■ ASSIGNMENT:
Each of the lines from the one that contains "Pick out the white flower." to the end of the entries below should be output exactly.

■ DATASET ENTRIES:

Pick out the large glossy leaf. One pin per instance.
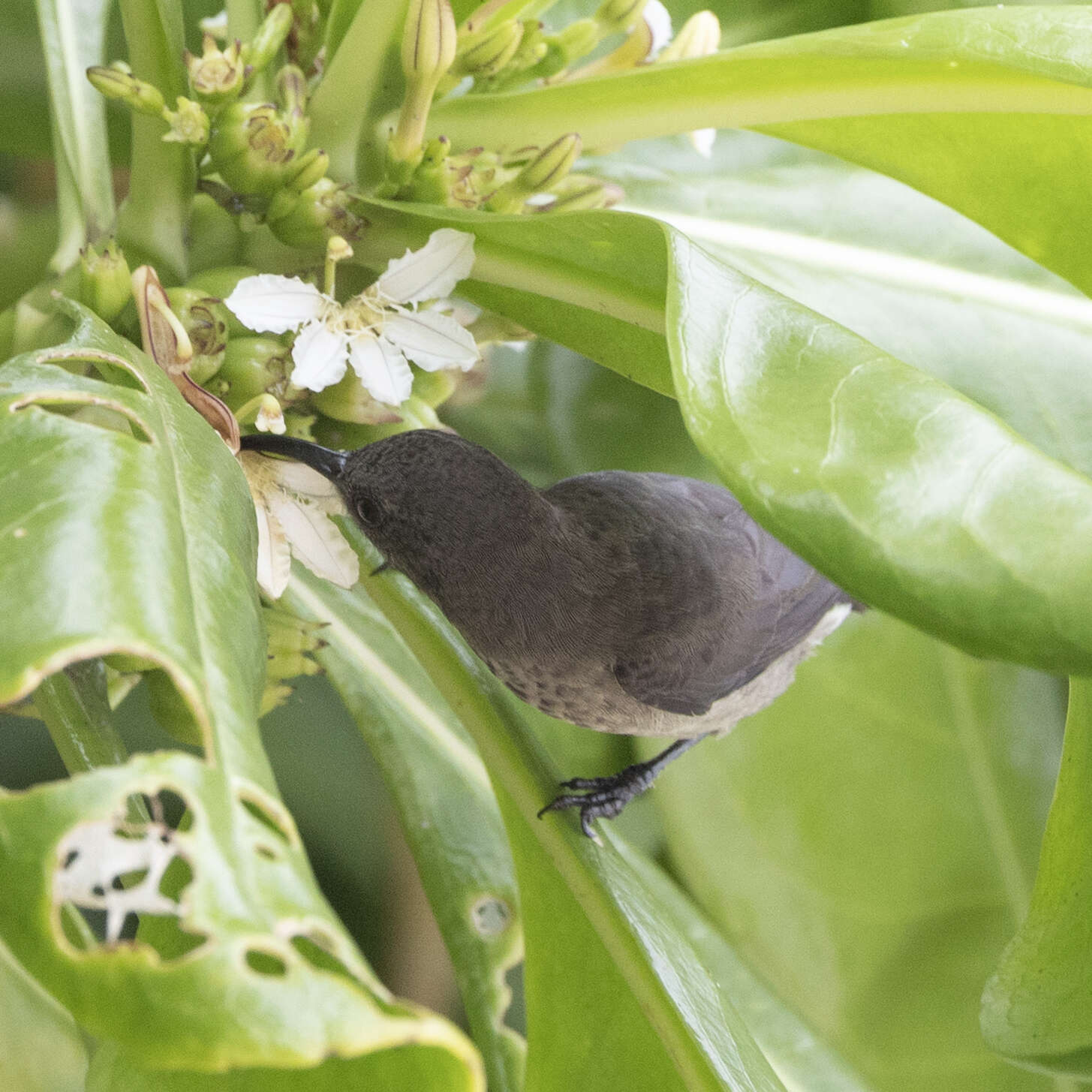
(910, 275)
(868, 844)
(1036, 1008)
(616, 996)
(444, 803)
(902, 491)
(128, 528)
(985, 110)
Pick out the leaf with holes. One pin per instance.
(237, 962)
(444, 797)
(126, 527)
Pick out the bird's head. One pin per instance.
(435, 504)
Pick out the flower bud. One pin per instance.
(429, 50)
(581, 192)
(105, 284)
(252, 146)
(308, 170)
(204, 319)
(270, 38)
(619, 17)
(118, 83)
(216, 76)
(189, 124)
(699, 38)
(307, 220)
(487, 53)
(348, 401)
(254, 366)
(220, 283)
(543, 173)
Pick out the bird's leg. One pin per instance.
(605, 797)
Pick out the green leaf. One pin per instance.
(72, 36)
(904, 272)
(362, 82)
(443, 794)
(1036, 1008)
(986, 110)
(575, 278)
(900, 489)
(41, 1048)
(127, 533)
(130, 531)
(606, 974)
(867, 845)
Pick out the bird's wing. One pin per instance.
(714, 600)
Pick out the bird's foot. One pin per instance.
(604, 797)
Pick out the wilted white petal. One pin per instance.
(382, 369)
(274, 305)
(314, 539)
(702, 140)
(320, 357)
(432, 271)
(660, 23)
(432, 340)
(274, 558)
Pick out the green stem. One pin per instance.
(154, 218)
(74, 705)
(522, 773)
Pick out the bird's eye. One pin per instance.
(369, 511)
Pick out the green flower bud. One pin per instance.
(435, 388)
(544, 172)
(429, 50)
(348, 401)
(252, 146)
(105, 284)
(118, 83)
(204, 319)
(270, 38)
(220, 283)
(189, 124)
(582, 191)
(254, 366)
(214, 234)
(619, 17)
(699, 38)
(216, 76)
(308, 170)
(487, 53)
(307, 220)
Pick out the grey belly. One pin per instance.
(588, 695)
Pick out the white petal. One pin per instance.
(702, 140)
(382, 369)
(432, 340)
(432, 271)
(660, 23)
(320, 357)
(314, 539)
(274, 305)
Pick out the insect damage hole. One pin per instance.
(120, 880)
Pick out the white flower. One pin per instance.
(376, 332)
(294, 504)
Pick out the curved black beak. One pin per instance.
(326, 462)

■ ANSWER:
Pick out the white flower. One pin per instance.
(376, 332)
(294, 504)
Pick out the curved black beak. One pin per instance.
(326, 462)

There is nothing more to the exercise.